Input for this task:
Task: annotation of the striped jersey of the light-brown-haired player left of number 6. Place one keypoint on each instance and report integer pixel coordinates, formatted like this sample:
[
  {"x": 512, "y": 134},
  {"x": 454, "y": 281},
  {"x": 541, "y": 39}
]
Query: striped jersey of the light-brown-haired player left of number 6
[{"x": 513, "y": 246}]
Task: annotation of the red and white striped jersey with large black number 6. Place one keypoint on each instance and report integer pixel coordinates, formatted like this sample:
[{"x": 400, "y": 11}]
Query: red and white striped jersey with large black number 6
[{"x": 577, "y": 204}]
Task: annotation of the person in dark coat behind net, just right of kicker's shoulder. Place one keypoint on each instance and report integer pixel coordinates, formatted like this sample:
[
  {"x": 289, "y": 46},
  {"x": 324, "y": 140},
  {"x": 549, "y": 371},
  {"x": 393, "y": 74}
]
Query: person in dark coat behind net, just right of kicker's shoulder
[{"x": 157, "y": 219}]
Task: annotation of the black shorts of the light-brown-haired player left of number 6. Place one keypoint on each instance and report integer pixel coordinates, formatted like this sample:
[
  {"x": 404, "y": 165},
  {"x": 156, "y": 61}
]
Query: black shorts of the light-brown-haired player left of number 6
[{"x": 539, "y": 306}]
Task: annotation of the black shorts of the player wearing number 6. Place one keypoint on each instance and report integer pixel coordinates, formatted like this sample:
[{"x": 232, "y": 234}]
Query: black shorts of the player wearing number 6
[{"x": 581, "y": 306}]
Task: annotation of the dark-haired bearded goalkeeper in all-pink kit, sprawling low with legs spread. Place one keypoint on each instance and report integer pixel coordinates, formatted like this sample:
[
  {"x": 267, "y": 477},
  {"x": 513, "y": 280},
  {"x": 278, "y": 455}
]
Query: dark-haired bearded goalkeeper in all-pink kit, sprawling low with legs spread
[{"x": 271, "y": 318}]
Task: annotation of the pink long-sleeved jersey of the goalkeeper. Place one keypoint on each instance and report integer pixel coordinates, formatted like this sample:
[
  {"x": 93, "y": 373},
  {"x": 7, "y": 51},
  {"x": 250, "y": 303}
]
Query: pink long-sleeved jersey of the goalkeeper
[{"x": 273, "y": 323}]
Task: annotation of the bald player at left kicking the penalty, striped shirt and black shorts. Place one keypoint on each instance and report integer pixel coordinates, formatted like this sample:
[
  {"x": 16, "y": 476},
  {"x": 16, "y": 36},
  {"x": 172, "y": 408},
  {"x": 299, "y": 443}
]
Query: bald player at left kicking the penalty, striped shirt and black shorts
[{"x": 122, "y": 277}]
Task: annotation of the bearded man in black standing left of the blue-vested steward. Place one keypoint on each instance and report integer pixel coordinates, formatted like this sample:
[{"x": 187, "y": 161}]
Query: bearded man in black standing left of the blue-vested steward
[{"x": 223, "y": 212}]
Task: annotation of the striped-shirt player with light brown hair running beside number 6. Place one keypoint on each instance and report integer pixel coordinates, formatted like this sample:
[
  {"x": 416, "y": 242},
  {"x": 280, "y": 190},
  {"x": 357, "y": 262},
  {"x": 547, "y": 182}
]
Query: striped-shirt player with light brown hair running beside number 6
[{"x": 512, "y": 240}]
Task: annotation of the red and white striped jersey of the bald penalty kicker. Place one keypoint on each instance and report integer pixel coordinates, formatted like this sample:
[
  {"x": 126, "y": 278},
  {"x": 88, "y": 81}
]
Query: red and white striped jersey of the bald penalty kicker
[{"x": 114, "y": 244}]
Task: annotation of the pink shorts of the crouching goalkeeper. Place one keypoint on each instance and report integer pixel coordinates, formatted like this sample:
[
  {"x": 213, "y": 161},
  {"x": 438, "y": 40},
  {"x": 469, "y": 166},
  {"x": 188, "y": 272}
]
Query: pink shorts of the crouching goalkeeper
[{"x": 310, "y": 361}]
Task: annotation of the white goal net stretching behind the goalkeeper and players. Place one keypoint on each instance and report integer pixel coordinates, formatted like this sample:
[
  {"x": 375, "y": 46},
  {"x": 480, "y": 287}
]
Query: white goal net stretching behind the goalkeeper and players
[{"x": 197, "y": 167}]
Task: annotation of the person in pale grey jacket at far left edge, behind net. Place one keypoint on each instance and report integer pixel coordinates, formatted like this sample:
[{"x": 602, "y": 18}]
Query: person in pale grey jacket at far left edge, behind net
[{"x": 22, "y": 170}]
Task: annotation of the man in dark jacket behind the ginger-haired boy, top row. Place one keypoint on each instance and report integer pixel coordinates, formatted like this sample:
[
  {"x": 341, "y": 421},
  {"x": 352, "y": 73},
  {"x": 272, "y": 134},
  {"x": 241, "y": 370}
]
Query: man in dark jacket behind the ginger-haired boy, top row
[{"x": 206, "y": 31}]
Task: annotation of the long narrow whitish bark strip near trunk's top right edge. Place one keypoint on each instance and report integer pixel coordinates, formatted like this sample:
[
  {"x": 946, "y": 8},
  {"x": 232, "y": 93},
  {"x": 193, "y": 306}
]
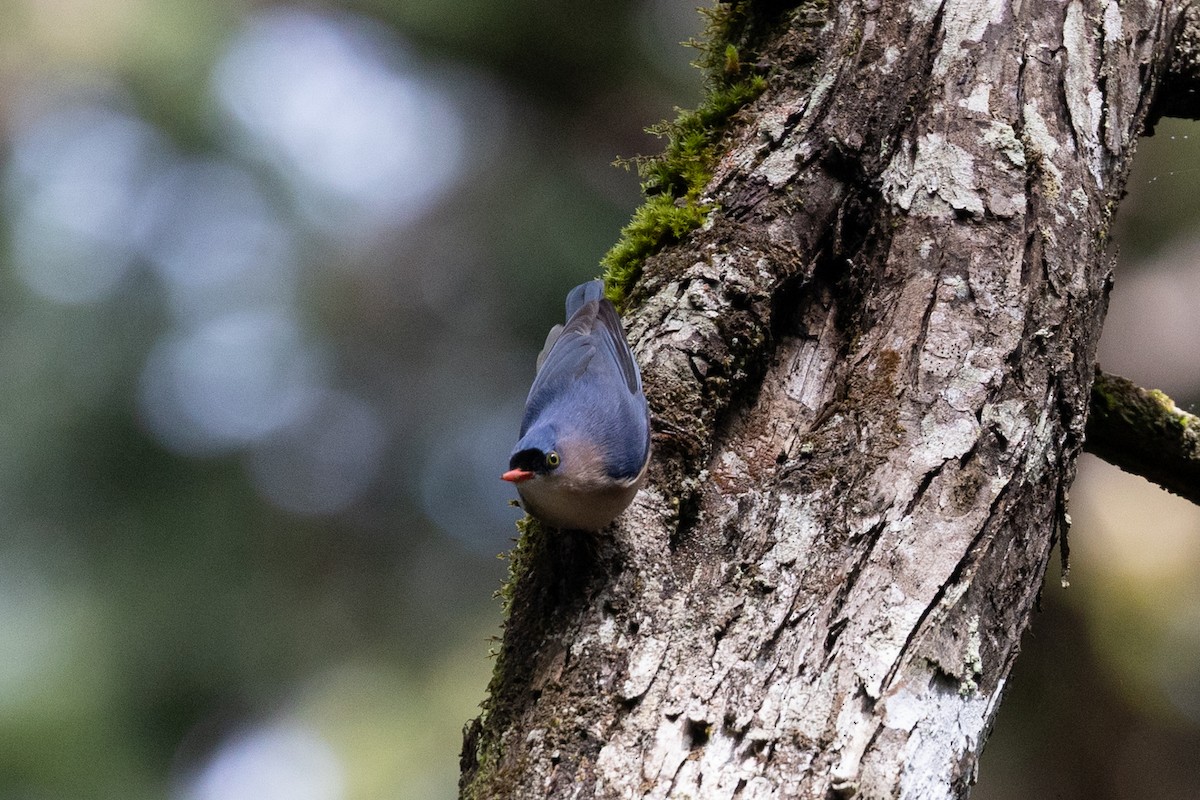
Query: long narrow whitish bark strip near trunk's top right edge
[{"x": 1084, "y": 99}]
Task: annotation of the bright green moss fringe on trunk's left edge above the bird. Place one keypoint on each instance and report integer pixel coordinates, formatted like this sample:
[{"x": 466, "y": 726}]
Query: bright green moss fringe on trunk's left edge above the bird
[{"x": 675, "y": 181}]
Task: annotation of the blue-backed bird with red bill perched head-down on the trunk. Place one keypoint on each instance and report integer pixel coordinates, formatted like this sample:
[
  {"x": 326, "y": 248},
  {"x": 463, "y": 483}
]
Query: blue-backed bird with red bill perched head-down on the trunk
[{"x": 585, "y": 440}]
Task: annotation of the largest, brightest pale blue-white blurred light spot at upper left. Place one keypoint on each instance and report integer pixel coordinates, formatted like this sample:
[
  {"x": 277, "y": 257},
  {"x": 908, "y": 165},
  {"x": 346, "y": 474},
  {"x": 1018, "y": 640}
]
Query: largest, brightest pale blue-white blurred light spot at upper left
[{"x": 365, "y": 140}]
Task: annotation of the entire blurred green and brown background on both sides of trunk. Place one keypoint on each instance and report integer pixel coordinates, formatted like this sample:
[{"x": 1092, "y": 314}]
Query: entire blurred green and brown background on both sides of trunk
[{"x": 272, "y": 282}]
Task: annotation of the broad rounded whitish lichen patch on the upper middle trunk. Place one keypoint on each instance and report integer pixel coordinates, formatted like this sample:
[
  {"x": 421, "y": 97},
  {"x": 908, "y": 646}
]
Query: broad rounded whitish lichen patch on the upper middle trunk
[{"x": 939, "y": 181}]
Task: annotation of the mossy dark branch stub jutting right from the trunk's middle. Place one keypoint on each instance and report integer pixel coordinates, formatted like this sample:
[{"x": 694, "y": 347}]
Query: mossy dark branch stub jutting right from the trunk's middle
[{"x": 1144, "y": 434}]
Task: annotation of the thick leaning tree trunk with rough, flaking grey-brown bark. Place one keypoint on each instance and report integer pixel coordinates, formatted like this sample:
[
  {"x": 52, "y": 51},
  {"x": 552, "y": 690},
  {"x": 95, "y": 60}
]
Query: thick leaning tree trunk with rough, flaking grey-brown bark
[{"x": 869, "y": 376}]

Task:
Pictures within the entries must not be reproduced; everything else is to be restated verbatim.

Exercise response:
Task: annotation of the striped jersey of the light-brown-haired player left of number 6. Place one keypoint on each instance and report integer pixel coordinates, formatted like this sample:
[
  {"x": 512, "y": 134},
  {"x": 454, "y": 281},
  {"x": 541, "y": 39}
]
Query: striped jersey of the light-brown-haired player left of number 6
[{"x": 513, "y": 246}]
Task: annotation of the red and white striped jersey with large black number 6. Place one keypoint on each instance and report integer pixel coordinates, formatted like this sample:
[{"x": 400, "y": 11}]
Query: red and white striped jersey with large black number 6
[{"x": 577, "y": 204}]
Task: annotation of the person in dark coat behind net, just right of kicker's shoulder. Place one keypoint on each instance and report integer pixel coordinates, formatted like this sample:
[
  {"x": 289, "y": 46},
  {"x": 324, "y": 140},
  {"x": 549, "y": 371},
  {"x": 393, "y": 74}
]
Query: person in dark coat behind net, just right of kicker's shoulder
[{"x": 157, "y": 219}]
Task: annotation of the black shorts of the light-brown-haired player left of number 6. Place one keypoint on each instance and report integer pixel coordinates, formatted like this sample:
[
  {"x": 404, "y": 165},
  {"x": 156, "y": 61}
]
Query: black shorts of the light-brown-haired player left of number 6
[{"x": 539, "y": 306}]
Task: annotation of the black shorts of the player wearing number 6. Place one keypoint on each instance and report integer pixel coordinates, formatted like this sample:
[{"x": 232, "y": 234}]
Query: black shorts of the player wearing number 6
[{"x": 581, "y": 306}]
Task: annotation of the dark-haired bearded goalkeeper in all-pink kit, sprawling low with legs spread. Place one keypoint on each instance and report integer pixel coordinates, formatted like this sample:
[
  {"x": 267, "y": 477},
  {"x": 513, "y": 280},
  {"x": 278, "y": 455}
]
Query: dark-haired bearded goalkeeper in all-pink kit, sprawling low with legs spread
[{"x": 271, "y": 318}]
Task: annotation of the pink long-sleeved jersey of the goalkeeper. Place one keypoint on each instance and report integer pixel coordinates, formatted like this sample:
[
  {"x": 93, "y": 373},
  {"x": 7, "y": 51},
  {"x": 250, "y": 303}
]
Query: pink long-sleeved jersey of the goalkeeper
[{"x": 273, "y": 323}]
Task: annotation of the bald player at left kicking the penalty, striped shirt and black shorts. Place one keypoint on each instance and report integer pixel coordinates, formatted like this sample:
[
  {"x": 16, "y": 476},
  {"x": 16, "y": 36},
  {"x": 172, "y": 408},
  {"x": 299, "y": 443}
]
Query: bald player at left kicking the penalty, striped shirt and black shorts
[{"x": 122, "y": 277}]
Task: annotation of the bearded man in black standing left of the blue-vested steward. Place one keypoint on each instance and report integer pixel coordinates, formatted like this sample:
[{"x": 187, "y": 161}]
Query: bearded man in black standing left of the blue-vested steward
[{"x": 223, "y": 212}]
Task: annotation of the striped-shirt player with light brown hair running beside number 6. Place one keypoint on each instance and report integer pixel coordinates, formatted like this sample:
[
  {"x": 416, "y": 242},
  {"x": 280, "y": 190},
  {"x": 357, "y": 262},
  {"x": 547, "y": 182}
]
Query: striped-shirt player with light brown hair running beside number 6
[{"x": 512, "y": 240}]
Task: annotation of the red and white striped jersey of the bald penalty kicker. Place one keypoint on each instance and report integer pixel coordinates, formatted like this sample:
[
  {"x": 126, "y": 278},
  {"x": 88, "y": 81}
]
Query: red and white striped jersey of the bald penalty kicker
[{"x": 114, "y": 244}]
Task: annotation of the pink shorts of the crouching goalkeeper. Place one keypoint on each instance and report integer pixel coordinates, formatted like this sample:
[
  {"x": 213, "y": 161},
  {"x": 438, "y": 40},
  {"x": 469, "y": 166},
  {"x": 188, "y": 272}
]
Query: pink shorts of the crouching goalkeeper
[{"x": 310, "y": 361}]
Task: annotation of the white goal net stretching behind the goalkeeper and players. Place one keypoint on each instance and report integer pixel coordinates, formatted like this sample:
[
  {"x": 375, "y": 46},
  {"x": 480, "y": 287}
]
Query: white goal net stretching behind the goalkeeper and players
[{"x": 197, "y": 167}]
Task: annotation of the person in pale grey jacket at far left edge, behind net. Place one keypoint on each instance and report integer pixel coordinates, formatted like this sample:
[{"x": 602, "y": 18}]
Query: person in pale grey jacket at far left edge, behind net
[{"x": 22, "y": 170}]
Task: annotation of the man in dark jacket behind the ginger-haired boy, top row. Place one keypoint on each instance and report integer pixel coordinates, formatted like this sample:
[
  {"x": 341, "y": 421},
  {"x": 352, "y": 73},
  {"x": 272, "y": 134},
  {"x": 241, "y": 370}
]
Query: man in dark jacket behind the ginger-haired boy, top row
[{"x": 206, "y": 31}]
Task: annotation of the long narrow whitish bark strip near trunk's top right edge. Place one keypoint on each instance and report integer pixel coordinates, formatted like this sample:
[
  {"x": 946, "y": 8},
  {"x": 232, "y": 93},
  {"x": 193, "y": 306}
]
Query: long narrow whitish bark strip near trunk's top right edge
[{"x": 1084, "y": 99}]
Task: annotation of the bright green moss fringe on trunk's left edge above the bird. Place one keypoint on each instance and report integer pixel coordinates, formatted like this sample:
[{"x": 466, "y": 726}]
Query: bright green moss fringe on trunk's left edge above the bird
[{"x": 675, "y": 181}]
Task: annotation of the blue-backed bird with red bill perched head-down on the trunk. Place one keypoint on each instance and report integer pixel coordinates, formatted like this sample:
[
  {"x": 326, "y": 248},
  {"x": 463, "y": 483}
]
Query: blue-backed bird with red bill perched head-down on the trunk
[{"x": 585, "y": 440}]
Task: annotation of the largest, brightest pale blue-white blurred light spot at upper left. Place one keypoint on each instance and report integer pixel coordinates, formatted like this sample:
[
  {"x": 277, "y": 257},
  {"x": 908, "y": 165},
  {"x": 346, "y": 474},
  {"x": 1018, "y": 640}
]
Query: largest, brightest pale blue-white blurred light spot at upper left
[{"x": 365, "y": 140}]
Task: annotation of the entire blurred green and brown background on both sides of trunk. Place one keypoint on each instance and report integer pixel coordinates, formatted like this sample:
[{"x": 1092, "y": 314}]
Query: entire blurred green and brown background on both sides of trunk
[{"x": 272, "y": 282}]
Task: annotation of the broad rounded whitish lichen patch on the upper middle trunk. Place one keypoint on each instance and report integer pixel coordinates, formatted like this sample:
[
  {"x": 421, "y": 97},
  {"x": 908, "y": 646}
]
Query: broad rounded whitish lichen patch on the upper middle trunk
[{"x": 939, "y": 181}]
Task: annotation of the mossy dark branch stub jutting right from the trunk's middle. Place one keypoint on each instance and report integer pixel coordinates, formatted like this sample:
[{"x": 694, "y": 347}]
Query: mossy dark branch stub jutting right from the trunk's middle
[{"x": 1144, "y": 434}]
Task: annotation of the thick leaning tree trunk with rough, flaking grey-brown bark. Place one keypoint on each instance and report integer pixel coordinates, formatted like this sample:
[
  {"x": 52, "y": 51},
  {"x": 552, "y": 690},
  {"x": 95, "y": 60}
]
Query: thick leaning tree trunk with rough, flaking grey-brown bark
[{"x": 869, "y": 376}]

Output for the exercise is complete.